* SET TASK
Update the entries below so that every "query" becomes "text prompt" and all else stays the same. Leave the pictures out of your answer.

* DATASET EXCERPTS
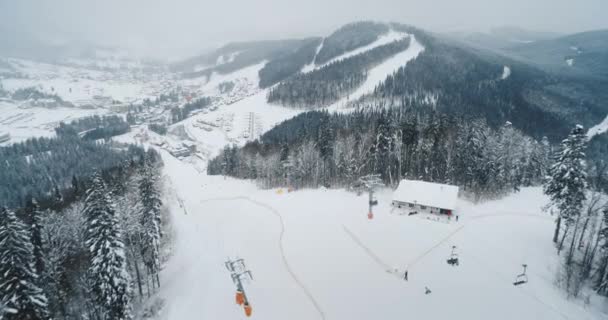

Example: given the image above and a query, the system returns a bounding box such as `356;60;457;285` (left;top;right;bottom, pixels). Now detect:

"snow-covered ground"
327;35;424;111
0;101;109;143
160;153;606;320
303;30;407;72
500;66;511;80
587;116;608;139
2;59;172;106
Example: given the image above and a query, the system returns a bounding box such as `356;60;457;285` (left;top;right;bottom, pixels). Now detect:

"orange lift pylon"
226;259;253;317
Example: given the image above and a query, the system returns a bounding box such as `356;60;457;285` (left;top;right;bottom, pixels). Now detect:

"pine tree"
0;208;49;320
139;161;162;292
25;198;44;275
544;125;587;249
84;174;132;320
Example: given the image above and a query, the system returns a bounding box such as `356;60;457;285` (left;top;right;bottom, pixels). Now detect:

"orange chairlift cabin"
236;290;245;306
243;302;253;317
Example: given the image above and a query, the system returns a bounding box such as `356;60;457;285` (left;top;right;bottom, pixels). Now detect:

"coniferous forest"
209;109;551;199
268;38;410;108
0;148;167;320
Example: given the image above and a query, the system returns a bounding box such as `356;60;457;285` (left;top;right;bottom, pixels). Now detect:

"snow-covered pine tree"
0;208;49;320
595;207;608;296
25;198;44;275
139;160;162;292
84;173;132;320
544;125;587;250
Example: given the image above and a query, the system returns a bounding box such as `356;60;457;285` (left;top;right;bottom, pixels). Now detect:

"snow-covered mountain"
0;22;608;320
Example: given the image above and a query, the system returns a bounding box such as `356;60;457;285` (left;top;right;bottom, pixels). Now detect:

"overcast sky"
0;0;608;56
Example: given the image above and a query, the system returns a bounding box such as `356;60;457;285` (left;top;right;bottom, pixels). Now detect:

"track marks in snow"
200;196;326;320
342;213;571;320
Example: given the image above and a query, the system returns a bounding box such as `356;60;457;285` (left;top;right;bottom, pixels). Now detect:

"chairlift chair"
513;264;528;286
447;246;460;266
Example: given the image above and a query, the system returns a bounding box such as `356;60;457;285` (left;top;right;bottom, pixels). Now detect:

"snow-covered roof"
393;179;458;210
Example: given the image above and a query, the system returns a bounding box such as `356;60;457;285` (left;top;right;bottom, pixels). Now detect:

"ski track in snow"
342;213;571;320
587;116;608;139
327;35;424;111
313;30;407;70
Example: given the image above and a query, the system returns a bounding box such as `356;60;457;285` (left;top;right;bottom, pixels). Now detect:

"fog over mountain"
0;0;608;58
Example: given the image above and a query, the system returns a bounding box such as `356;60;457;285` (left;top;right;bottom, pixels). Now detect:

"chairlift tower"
359;174;384;220
224;259;253;317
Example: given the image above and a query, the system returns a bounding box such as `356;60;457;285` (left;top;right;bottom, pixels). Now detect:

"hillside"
0;22;608;320
355;28;608;141
506;30;608;79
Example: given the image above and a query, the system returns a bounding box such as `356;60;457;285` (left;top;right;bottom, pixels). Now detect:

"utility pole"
224;258;253;317
359;174;384;220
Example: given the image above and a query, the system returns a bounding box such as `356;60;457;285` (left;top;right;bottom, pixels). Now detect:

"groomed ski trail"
200;196;326;320
342;213;571;320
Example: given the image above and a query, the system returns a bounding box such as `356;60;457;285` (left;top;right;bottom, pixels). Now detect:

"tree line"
315;21;389;65
259;38;321;88
267;38;410;108
0;135;144;207
544;125;608;302
208;108;551;200
0;149;164;320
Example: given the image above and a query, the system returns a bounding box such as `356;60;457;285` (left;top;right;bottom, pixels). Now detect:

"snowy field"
587;116;608;139
0;101;108;143
160;153;606;320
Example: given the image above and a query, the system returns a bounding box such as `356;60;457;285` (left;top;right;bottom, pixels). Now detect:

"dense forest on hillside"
172;39;310;78
585;132;608;193
0;150;167;320
315;21;389;65
259;38;321;88
0;135;144;207
208;108;551;199
268;38;410;108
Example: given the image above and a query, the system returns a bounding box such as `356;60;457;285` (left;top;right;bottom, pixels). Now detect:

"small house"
392;179;458;215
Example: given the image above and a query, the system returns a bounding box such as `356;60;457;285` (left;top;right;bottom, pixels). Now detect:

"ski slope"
307;30;407;71
159;152;606;320
587;116;608;139
0;101;109;144
327;35;424;111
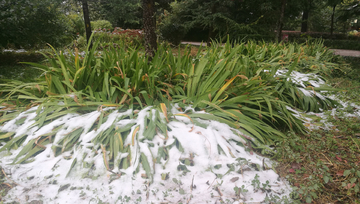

* SOLUTION BELOW
Example: given the image above and a text prompt, the system returns a bounding box such as `356;60;457;285` (left;top;right;bottom, pixels). Now detect:

"snow-covered ground"
327;35;424;111
0;101;109;143
160;153;606;320
303;30;407;72
500;66;511;80
587;116;608;139
2;59;172;106
Example: given the image above and a text prompt, the system returns a bounding box such as `356;60;457;285` (left;top;right;bottom, pixels). Now detect:

"orange lift pylon"
226;259;253;317
Example: given the image above and a text prompt, the system returns a bounding box such as `356;60;457;285` (left;top;right;bottom, pixels). Now detect:

"pine tree"
0;208;49;320
139;161;162;292
25;198;44;275
544;125;587;249
84;174;132;320
Example: given the image above and a text prompt, the system returns a bounding box such as `356;60;457;285` (left;top;right;bottom, pixels). Now detect:

"orange chairlift cabin"
236;290;245;306
243;302;253;317
Example: given the image above and a text prompt, the system returns a bounding box such as `356;60;457;285` (left;top;right;bottom, pixels). Now detect:

"coniferous forest"
209;109;551;199
268;38;410;108
0;148;167;320
Example: given the image above and a text prompt, the system returns a bounding box such as `356;60;457;285` (left;top;right;bottom, pixels). Now detect:

"snow-covered pine tree"
0;208;49;320
595;207;608;296
25;198;44;275
139;160;162;292
84;173;132;320
544;125;587;250
Example: given the image above and a text prompt, the system returns a bounding box such as `356;60;457;285` (left;top;right;bottom, pixels). Now detect:

"snow-covered mountain"
0;22;608;320
Example: given the image above and a text prompt, the system returns a bounding box such as `356;60;457;285` (left;top;right;bottom, pixels). Now detect:

"overcast sky"
0;0;608;56
Example: given the image above and a text prompt, the system returns a bounding box such as `356;60;457;285` (left;top;right;bottom, pixels). Now detect:

"track marks in snow"
200;196;326;320
342;213;571;320
Example: given the image above and a text prompt, the system returns a bounding box such as `356;60;457;285` (left;top;right;bottom, pixels). Now detect:

"chairlift chair"
513;264;528;286
447;246;460;266
Example: given the image above and a text prompt, the system returns a bounding box such as `356;60;457;285` (left;top;right;bottom, pixels). Now detect:

"snow-covered roof"
393;179;458;210
Example: given the image above and a text prompt, the system returns a bounding box such as `356;60;457;285` (left;top;right;bottom, pixels). Now detect:

"ski track in snow"
342;213;571;320
587;116;608;139
327;35;424;111
313;30;407;70
Example: given the image above and a text prompt, the system returns a bounding box such as `356;60;457;285` (left;top;right;bottom, pixels). Now detect:

"fog over mountain"
0;0;608;58
Example: given the image above and a text prompt, the system returns a bounding box such as `356;60;457;285` (left;top;right;bottom, pixels). Now detect:

"chairlift tower"
359;174;384;220
224;259;253;317
Example: given the image above and a text prompt, the system returns a bounding box such as `356;60;457;285` (left;top;right;bottom, pixels). Now detect:

"hillside"
0;22;608;320
355;28;608;141
506;30;608;79
Example: given the image above and a text prompt, the system returns a bounding box such as `356;60;457;285` (left;top;right;bottom, pixels). Now detect:

"utility pole"
224;258;253;317
359;174;384;220
Example: given the image above and a text prompt, the system returns a bounding box such as `356;60;457;285` (left;top;right;bottom, pixels). Now detect:

"groomed ski trail"
200;196;326;320
342;213;571;320
Example: given the image above and a text prompt, the system returns a bounding box such as `356;60;457;285` (left;top;right;bottom, pixels). Now detect:

"tree line"
315;21;389;65
259;38;321;88
267;38;410;108
0;135;144;207
544;125;608;302
208;108;551;200
0;149;164;320
Example: given the image above and a text prompt, the system returns a bounding box such as `356;60;457;285` (left;top;right;bottom, pixels). Now detect:

"snowy field"
587;116;608;139
0;101;108;143
160;153;606;320
Example: given the image above and a text prompt, the system returns a bounding box such as `356;60;457;285` (left;top;right;bottom, pixels). Now detect:

"dense forest on hillside"
172;39;310;78
585;132;608;193
0;150;167;320
315;21;389;65
259;38;321;88
0;135;144;207
208;108;551;199
268;38;410;108
Example: given the image above and a text prompt, the system returns a bounding box such as `356;60;457;285` (left;top;right;bottom, pixels). Now detect:

"small house"
392;179;458;215
Example: given the image above and a text prompt, the system returns a bounding box such as `356;60;457;285` (left;top;right;bottom, pixels). Now detect:

"ski slope"
307;30;407;71
159;152;606;320
587;116;608;139
0;101;109;144
327;35;424;111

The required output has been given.